— START TEXT SEGMENT —

Wednesday, October 29, 2025

BLAZING SKULLS

There's a new Marvel Masterworks collecting the Ghost Rider run I did with artist/co-plotter (and all around great guy) Bob Budiansky. I wrote an introduction to the collection and you can read it below. (Seems appropriate just a few days before Halloween, doesn't it?)



In the early 1980s, not long after I’d started working for Marvel Comics, my phone rang and it was Tom DeFalco—soon to be not just one of my favorite editors but favorite people—asking if I wanted to take over the writing duties on the Ghost Rider book from the great Roger Stern. My answer, unsurprisingly, was a wildly enthusiastic “Yes!”—not so much because I loved Ghost Rider (if I was making a list of my favorite Marvel characters at the time, GR would have been near the bottom. A guy with a flaming head who rides a motorcycle? It just didn’t appeal) but because, as a freelancer, always on the lookout for more work, always eager for new challenges, the offer of another regular gig was too good to pass up. (I probably would have responded with an equally-enthusiastic “Yes!” if Tom had offered me Millie the Model.) I’d already auditioned for Tom, working on a couple of GR fill-ins (featured in the previous Ghost Rider Masterworks) illustrated by my Defenders collaborator, the late, great Don Perlin, and I assume that’s what landed me the gig. But doing a few fill-ins and signing up for a lengthy run are two very different things.  

 

As mentioned, I wasn’t a massive Ghost Rider fan. Oh, I’d read the early issues, and I was especially enamored of the stories illustrated by one of the true masters of the form, Mike Ploog (what a thrill it was, many years later, to collaborate with Mr. P on Abadazad and The Stardust Kid), but I hadn’t really followed Johnny Blaze’s adventures after that—so I took a deep dive into the recent issues by Stern and Bob Budiansky. Roger, of course, never failed to deliver an engaging story. Budiansky’s work was new to me, but his ability to provide crystal clear storytelling and expressive emotions—all wrapped in the requisite shadows, fog and bone-chilling mood required for a book steeped in the supernatural—was impressive.

— END TEXT SEGMENT —
— START RAW DATA —

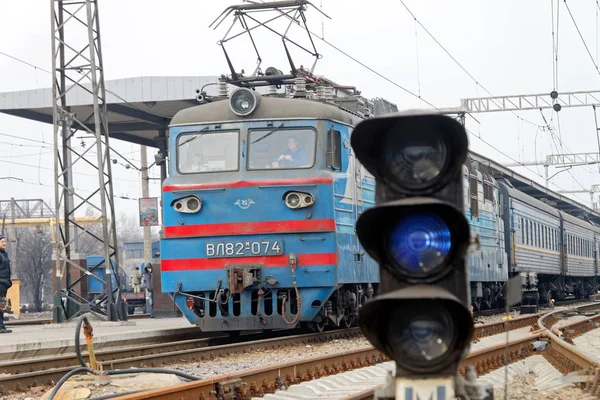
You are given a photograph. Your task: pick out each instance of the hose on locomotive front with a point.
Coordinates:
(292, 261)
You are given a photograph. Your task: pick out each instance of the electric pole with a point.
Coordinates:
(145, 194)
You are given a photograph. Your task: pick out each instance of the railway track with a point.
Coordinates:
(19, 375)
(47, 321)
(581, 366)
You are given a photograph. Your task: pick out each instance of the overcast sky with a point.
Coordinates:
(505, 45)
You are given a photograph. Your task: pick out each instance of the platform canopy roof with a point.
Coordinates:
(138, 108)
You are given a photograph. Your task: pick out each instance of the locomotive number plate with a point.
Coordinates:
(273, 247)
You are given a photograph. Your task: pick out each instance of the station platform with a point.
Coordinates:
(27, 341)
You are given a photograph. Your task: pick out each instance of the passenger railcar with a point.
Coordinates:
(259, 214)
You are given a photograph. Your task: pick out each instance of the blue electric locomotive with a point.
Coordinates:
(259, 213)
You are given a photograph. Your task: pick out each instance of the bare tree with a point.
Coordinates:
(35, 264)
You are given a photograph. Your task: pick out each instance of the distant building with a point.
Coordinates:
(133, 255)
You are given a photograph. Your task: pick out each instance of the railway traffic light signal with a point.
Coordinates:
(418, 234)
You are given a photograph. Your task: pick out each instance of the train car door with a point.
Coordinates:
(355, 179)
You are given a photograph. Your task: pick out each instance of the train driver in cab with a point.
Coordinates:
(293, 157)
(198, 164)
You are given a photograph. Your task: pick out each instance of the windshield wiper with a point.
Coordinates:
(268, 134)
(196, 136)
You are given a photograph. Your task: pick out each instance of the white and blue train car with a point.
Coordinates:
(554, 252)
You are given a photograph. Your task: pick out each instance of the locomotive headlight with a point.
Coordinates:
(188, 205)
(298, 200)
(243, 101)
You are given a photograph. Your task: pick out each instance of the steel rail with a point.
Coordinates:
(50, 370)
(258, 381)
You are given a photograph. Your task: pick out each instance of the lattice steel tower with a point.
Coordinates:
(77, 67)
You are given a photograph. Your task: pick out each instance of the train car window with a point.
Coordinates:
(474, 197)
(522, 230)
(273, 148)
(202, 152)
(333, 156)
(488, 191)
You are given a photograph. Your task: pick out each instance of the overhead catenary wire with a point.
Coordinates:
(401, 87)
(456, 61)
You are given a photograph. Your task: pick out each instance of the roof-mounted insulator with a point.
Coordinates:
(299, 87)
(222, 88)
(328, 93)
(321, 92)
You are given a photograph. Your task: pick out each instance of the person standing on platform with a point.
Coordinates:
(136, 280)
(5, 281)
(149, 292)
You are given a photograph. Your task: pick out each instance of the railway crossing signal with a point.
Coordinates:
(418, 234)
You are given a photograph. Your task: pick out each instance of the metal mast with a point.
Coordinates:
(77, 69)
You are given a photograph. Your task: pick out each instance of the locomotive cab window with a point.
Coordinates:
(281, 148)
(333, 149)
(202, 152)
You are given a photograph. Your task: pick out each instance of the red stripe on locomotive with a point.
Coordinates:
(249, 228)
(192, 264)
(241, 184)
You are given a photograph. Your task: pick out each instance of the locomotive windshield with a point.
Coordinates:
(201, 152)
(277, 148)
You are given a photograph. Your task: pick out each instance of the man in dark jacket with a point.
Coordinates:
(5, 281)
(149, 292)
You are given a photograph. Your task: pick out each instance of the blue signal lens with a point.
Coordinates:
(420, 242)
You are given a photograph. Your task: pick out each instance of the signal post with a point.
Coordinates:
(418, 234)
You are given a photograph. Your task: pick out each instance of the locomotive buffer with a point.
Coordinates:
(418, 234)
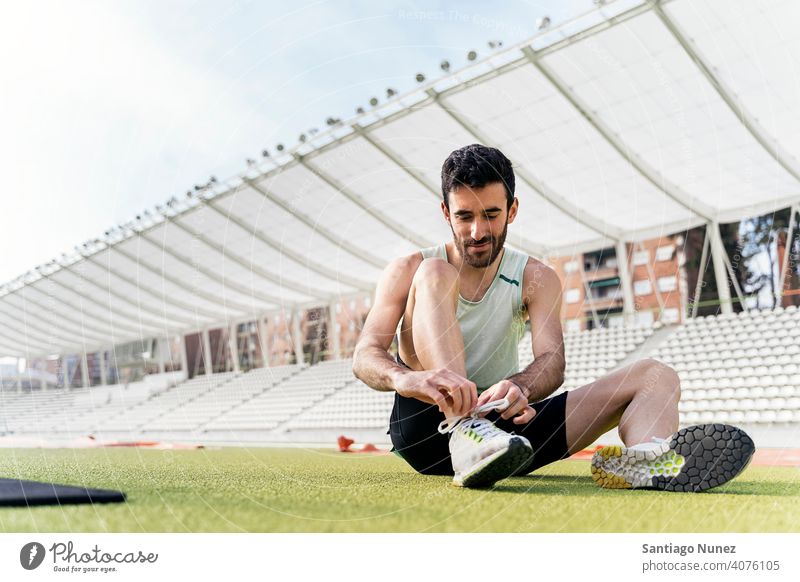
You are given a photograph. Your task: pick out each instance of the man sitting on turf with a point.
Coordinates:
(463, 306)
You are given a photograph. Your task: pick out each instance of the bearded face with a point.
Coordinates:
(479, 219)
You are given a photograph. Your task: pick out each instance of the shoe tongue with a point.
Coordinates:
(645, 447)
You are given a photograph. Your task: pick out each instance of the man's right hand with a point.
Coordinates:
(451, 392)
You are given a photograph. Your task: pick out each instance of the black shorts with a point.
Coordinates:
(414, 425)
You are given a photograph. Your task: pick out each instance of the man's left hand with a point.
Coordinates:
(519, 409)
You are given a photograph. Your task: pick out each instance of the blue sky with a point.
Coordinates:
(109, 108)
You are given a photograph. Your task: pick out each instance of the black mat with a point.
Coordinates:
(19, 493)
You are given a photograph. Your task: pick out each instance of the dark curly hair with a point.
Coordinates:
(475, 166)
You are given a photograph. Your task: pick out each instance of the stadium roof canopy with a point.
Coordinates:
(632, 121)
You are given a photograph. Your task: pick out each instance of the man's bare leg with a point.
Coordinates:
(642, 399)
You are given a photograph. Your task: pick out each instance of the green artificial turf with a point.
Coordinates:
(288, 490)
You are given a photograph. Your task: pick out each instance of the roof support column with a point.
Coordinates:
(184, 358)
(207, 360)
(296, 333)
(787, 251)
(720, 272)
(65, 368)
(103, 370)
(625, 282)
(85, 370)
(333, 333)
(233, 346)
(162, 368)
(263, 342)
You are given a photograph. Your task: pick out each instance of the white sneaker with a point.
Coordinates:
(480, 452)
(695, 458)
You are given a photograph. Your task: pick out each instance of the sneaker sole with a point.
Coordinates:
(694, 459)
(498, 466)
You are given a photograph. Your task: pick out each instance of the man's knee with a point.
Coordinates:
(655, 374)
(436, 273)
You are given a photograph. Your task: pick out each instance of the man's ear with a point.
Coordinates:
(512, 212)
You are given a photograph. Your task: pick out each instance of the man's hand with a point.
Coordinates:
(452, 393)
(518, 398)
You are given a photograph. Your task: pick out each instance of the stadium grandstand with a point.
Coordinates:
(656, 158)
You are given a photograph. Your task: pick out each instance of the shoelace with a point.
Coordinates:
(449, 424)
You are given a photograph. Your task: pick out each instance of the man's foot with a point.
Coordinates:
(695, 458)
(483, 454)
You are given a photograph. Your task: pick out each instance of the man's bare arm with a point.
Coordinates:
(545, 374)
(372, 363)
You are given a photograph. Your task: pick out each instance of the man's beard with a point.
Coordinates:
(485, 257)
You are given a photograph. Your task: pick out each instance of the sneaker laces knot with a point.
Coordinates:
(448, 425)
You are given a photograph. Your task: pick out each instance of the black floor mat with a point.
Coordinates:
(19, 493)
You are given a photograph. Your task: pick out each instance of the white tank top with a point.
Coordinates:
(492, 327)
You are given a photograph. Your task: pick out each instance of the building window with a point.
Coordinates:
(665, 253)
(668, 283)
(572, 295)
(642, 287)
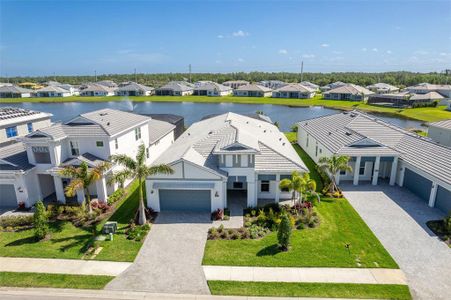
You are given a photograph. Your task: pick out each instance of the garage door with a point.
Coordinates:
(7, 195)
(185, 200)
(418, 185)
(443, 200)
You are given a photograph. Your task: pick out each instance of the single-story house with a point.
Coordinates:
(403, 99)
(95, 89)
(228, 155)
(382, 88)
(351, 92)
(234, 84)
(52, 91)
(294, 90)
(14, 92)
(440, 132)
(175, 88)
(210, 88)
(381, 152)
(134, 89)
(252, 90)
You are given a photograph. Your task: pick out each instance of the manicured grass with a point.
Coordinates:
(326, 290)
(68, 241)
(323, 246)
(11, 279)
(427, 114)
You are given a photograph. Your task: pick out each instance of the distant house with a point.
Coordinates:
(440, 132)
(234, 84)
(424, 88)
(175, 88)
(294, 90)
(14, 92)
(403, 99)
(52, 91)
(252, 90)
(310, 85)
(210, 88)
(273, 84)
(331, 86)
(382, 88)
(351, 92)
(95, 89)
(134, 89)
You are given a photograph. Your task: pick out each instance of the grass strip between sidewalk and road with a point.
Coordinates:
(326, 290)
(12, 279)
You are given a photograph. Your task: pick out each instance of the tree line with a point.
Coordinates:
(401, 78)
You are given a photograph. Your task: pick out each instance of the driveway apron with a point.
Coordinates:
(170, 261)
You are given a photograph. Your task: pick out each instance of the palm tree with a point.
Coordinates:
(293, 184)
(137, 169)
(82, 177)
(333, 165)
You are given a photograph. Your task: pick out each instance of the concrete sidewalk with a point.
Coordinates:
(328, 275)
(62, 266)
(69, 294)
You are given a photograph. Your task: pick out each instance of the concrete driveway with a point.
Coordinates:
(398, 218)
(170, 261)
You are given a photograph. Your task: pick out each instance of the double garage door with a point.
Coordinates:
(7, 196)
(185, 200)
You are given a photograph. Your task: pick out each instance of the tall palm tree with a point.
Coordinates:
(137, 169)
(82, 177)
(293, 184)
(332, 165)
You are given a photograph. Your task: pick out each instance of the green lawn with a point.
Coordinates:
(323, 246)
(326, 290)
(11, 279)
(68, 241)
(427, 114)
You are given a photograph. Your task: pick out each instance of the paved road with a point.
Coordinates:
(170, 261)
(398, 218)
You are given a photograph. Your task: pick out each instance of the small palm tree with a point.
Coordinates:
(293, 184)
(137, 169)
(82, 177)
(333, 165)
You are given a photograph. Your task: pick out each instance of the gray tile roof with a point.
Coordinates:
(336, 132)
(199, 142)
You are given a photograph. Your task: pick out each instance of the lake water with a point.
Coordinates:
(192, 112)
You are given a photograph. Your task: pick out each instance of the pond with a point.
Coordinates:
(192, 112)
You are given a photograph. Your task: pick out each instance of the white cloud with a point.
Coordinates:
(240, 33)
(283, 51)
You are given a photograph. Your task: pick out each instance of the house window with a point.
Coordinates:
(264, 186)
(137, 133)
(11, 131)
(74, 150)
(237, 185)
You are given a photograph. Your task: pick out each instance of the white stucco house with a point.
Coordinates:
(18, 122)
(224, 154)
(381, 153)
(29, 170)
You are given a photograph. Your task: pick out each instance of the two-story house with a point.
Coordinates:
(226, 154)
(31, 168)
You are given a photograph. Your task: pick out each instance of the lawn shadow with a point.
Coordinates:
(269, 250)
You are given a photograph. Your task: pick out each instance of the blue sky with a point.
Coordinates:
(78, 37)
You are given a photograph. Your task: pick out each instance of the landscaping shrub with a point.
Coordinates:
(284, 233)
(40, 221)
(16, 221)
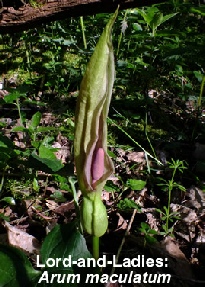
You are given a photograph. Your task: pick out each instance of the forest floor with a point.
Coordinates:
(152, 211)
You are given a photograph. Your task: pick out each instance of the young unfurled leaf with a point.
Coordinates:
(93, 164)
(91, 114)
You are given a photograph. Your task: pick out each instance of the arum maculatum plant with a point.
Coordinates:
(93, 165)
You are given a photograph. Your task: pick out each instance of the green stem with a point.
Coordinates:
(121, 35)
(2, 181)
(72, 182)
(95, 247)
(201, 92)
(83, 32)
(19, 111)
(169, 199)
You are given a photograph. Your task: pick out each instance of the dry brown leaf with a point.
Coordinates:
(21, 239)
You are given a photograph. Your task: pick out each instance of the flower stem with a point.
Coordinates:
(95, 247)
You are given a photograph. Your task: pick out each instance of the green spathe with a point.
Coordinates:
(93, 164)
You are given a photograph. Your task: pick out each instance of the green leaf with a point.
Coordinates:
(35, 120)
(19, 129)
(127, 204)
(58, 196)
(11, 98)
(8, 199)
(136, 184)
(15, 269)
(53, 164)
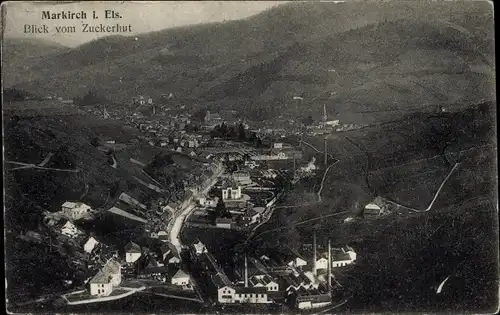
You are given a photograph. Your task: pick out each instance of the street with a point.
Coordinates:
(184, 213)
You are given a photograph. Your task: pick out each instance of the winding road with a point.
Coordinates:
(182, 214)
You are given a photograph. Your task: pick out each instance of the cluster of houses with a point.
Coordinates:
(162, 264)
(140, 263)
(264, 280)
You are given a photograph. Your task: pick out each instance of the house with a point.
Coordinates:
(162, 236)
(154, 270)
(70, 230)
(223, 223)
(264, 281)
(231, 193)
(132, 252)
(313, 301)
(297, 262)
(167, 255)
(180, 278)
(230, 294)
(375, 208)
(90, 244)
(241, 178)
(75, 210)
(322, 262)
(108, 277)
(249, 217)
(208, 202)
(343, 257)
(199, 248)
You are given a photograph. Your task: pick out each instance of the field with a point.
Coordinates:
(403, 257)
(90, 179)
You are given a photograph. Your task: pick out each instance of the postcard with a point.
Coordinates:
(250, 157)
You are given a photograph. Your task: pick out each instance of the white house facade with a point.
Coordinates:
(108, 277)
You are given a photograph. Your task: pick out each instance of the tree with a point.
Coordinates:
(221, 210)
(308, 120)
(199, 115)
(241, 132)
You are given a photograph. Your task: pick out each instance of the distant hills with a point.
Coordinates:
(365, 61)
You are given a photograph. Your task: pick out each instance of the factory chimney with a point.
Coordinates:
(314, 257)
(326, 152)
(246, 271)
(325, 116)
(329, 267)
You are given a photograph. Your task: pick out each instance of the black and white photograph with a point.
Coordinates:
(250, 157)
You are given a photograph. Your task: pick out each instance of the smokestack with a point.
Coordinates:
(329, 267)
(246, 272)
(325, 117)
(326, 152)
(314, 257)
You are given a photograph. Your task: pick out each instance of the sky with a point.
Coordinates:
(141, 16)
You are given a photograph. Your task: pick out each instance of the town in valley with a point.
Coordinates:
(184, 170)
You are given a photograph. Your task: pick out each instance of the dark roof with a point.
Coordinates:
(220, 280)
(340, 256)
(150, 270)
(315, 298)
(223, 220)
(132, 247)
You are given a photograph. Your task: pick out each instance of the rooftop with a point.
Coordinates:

— END RAW DATA —

→ EXERCISE DETAILS:
Carry on the introduction to the Ghost Rider collection from the point where it stops.

→ RESPONSE TO THIS EXERCISE:
Still, Ghost Rider was, like many a Marvel title in the early 70s, when the tight grip of the Comics Code had been considerably loosened, a horror book, and I wasn’t exactly a horror enthusiast: Oh, I’d watched all the requisite movies as a kid—Frankenstein, Dracula, The Wolf Man and the rest (it probably says a lot about me that, growing up, my favorite spooky movie wasn’t any of those but the comedy Abbott and Costello Meet Frankenstein, which played endlessly on local New York television)—but my taste in the fantastic ran more to tales of everyday people whose lives take a left turn into the mysterious and magical: I was more a child of Ray Bradbury and Rod Serling than Bram Stoker and Stephen King (both of whom I’d read and enjoyed). But during my apprenticeship at DC Comics—where I broke into the business writing for their line of monster-centric anthology comics—I discovered that I had a knack for the horrific. I wrote numerous tales of blood-suckers and beasts, creating the ongoing I…Vampire and Creature Commandos features along the way. And I saw that the line between Serling and Stoker was thinner than I’d imagined. Horror didn’t have to be in your face blood and gore (although a good shock now and then could serve the story well), it could be a doorway into the unexplored shadows within the human psyche and the human heart. I was surprised to discover how at home I was in those shadows, with those creatures of the night.

 

I shouldn’t have been: I’ve always been fascinated by duality, in the world and, more significantly, in each of us. “Good and evil,” Dostoyevsky wrote, “are so monstrously mixed up in man.” All of us contain the purest of angels and the most maniacal of demons, the spires of Heaven and the pits of Hell, and our lives can often be a tug of war between those twin forces, as we seek a way to balance and, perhaps, transcend them. Tales of the supernatural offer an opportunity to literalize that war, and explore the paradoxes within the duality that so obsessed me: Even a demon has an angel in their heart somewhere, and even angels might be tempted by the darkness. That’s a formula for compelling stories, and a character like Johnny Blaze, who is literally at war with his inner demon, was—in the masterful hands of Stern and Budiansky—a genuinely compelling character.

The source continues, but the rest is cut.